Refining Wikidata Taxonomy using Large Language Models
This work addresses the issue of taxonomy inaccuracies in Wikidata, which is a critical resource for knowledge representation, but the approach is incremental as it builds on existing LLM and graph techniques.
The authors tackled the problem of cleaning up the complex and error-prone taxonomy in Wikidata by introducing WiKC, a method that automatically refines it using Large Language Models and graph mining, resulting in a taxonomy evaluated for quality through intrinsic and extrinsic tasks like entity typing.
Due to its collaborative nature, Wikidata is known to have a complex taxonomy, with recurrent issues like the ambiguity between instances and classes, the inaccuracy of some taxonomic paths, the presence of cycles, and the high level of redundancy across classes. Manual efforts to clean up this taxonomy are time-consuming and prone to errors or subjective decisions. We present WiKC, a new version of Wikidata taxonomy cleaned automatically using a combination of Large Language Models (LLMs) and graph mining techniques. Operations on the taxonomy, such as cutting links or merging classes, are performed with the help of zero-shot prompting on an open-source LLM. The quality of the refined taxonomy is evaluated from both intrinsic and extrinsic perspectives, on a task of entity typing for the latter, showing the practical interest of WiKC.

--- Dataset excerpts ---

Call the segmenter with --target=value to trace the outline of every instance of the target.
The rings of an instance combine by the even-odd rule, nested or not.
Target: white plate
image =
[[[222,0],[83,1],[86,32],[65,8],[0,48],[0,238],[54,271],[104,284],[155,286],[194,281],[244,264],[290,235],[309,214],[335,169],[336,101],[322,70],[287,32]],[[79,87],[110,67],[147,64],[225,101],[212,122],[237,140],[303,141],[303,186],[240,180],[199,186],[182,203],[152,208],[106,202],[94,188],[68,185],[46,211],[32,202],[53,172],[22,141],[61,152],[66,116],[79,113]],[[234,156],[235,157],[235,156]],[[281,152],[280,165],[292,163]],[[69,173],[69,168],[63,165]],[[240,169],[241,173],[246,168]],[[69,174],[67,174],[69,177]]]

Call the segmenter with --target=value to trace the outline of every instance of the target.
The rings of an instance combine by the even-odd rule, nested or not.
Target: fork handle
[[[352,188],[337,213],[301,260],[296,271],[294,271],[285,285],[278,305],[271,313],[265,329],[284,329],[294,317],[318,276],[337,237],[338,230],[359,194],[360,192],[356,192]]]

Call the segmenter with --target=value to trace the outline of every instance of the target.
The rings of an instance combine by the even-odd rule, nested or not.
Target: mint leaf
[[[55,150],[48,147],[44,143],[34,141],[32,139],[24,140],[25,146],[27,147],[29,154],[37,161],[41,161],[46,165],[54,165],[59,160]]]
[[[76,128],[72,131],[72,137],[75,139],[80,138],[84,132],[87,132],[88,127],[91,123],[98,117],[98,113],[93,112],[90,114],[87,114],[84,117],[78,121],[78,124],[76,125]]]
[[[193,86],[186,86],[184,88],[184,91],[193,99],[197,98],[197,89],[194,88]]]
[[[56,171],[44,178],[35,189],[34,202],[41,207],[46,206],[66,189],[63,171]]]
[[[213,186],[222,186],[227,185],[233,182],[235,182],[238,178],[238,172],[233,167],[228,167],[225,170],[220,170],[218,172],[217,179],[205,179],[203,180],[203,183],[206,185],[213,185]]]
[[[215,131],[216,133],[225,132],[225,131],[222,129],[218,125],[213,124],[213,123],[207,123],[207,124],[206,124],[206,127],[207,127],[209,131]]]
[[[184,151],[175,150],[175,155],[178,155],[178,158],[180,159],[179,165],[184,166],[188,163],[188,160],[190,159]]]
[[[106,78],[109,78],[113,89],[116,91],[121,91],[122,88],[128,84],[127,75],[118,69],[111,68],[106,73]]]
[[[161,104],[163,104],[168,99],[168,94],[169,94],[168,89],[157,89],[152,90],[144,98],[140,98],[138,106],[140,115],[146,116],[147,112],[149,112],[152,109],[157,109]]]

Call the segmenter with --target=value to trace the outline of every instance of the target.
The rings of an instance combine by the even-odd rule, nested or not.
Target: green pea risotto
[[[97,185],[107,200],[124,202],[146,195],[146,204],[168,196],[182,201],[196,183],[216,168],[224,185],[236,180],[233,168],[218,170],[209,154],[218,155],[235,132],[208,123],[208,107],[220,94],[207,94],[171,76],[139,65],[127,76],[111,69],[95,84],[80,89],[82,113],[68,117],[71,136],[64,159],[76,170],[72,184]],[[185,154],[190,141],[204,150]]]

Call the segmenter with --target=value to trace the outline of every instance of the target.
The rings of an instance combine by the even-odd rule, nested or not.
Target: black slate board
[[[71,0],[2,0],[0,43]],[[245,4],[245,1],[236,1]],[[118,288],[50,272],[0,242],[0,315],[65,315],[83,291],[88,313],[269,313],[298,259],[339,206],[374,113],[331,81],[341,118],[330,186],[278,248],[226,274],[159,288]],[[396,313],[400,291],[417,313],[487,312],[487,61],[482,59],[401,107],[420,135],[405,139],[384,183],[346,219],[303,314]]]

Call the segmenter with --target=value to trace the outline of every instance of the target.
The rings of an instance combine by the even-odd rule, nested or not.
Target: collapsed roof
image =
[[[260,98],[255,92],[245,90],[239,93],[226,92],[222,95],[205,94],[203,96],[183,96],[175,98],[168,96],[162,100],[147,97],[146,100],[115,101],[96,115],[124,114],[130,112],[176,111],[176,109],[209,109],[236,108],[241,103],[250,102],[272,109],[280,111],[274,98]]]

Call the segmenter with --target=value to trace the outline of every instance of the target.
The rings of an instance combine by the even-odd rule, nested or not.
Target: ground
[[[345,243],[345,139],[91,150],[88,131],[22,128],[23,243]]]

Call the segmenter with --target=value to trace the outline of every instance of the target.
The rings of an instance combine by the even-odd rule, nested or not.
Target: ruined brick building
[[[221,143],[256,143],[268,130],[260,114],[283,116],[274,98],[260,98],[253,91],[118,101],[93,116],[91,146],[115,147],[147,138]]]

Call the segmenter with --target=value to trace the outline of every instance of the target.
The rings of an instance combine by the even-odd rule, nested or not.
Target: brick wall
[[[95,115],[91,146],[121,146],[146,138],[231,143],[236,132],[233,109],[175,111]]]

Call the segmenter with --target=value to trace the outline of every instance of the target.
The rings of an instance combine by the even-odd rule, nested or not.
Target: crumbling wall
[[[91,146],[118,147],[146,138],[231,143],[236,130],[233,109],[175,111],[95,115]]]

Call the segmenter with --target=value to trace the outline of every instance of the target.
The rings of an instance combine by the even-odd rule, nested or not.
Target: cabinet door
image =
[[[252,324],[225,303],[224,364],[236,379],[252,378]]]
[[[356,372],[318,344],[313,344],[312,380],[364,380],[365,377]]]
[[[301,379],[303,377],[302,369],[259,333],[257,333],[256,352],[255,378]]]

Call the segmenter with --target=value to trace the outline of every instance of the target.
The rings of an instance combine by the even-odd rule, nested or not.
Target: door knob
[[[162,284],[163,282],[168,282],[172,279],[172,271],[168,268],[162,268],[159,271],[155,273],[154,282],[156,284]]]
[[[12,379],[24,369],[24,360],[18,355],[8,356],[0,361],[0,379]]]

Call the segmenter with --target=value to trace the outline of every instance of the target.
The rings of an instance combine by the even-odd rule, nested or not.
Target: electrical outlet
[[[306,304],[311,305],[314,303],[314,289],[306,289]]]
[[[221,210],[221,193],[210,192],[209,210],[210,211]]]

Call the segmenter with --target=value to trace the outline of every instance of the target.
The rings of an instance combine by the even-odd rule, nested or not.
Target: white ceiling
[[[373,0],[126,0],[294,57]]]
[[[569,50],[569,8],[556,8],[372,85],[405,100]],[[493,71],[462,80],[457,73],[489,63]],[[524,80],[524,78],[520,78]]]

--- Problem set ---
A - List the recurrent issues in Wikidata's taxonomy named in the page on refining Wikidata taxonomy.
B - Duplicate the part of the page on refining Wikidata taxonomy that opens with the words containing "Refining Wikidata Taxonomy" and closes with "and graph techniques.".
The records were taken from a different source.

--- Answers to this exercise ---
A -
- Ambiguity between instances and classes
- Inaccuracy of some taxonomic paths
- The presence of cycles
- High level of redundancy across classes

B -
Refining Wikidata Taxonomy using Large Language Models
This work addresses the issue of taxonomy inaccuracies in Wikidata, which is a critical resource for knowledge representation, but the approach is incremental as it builds on existing LLM and graph techniques.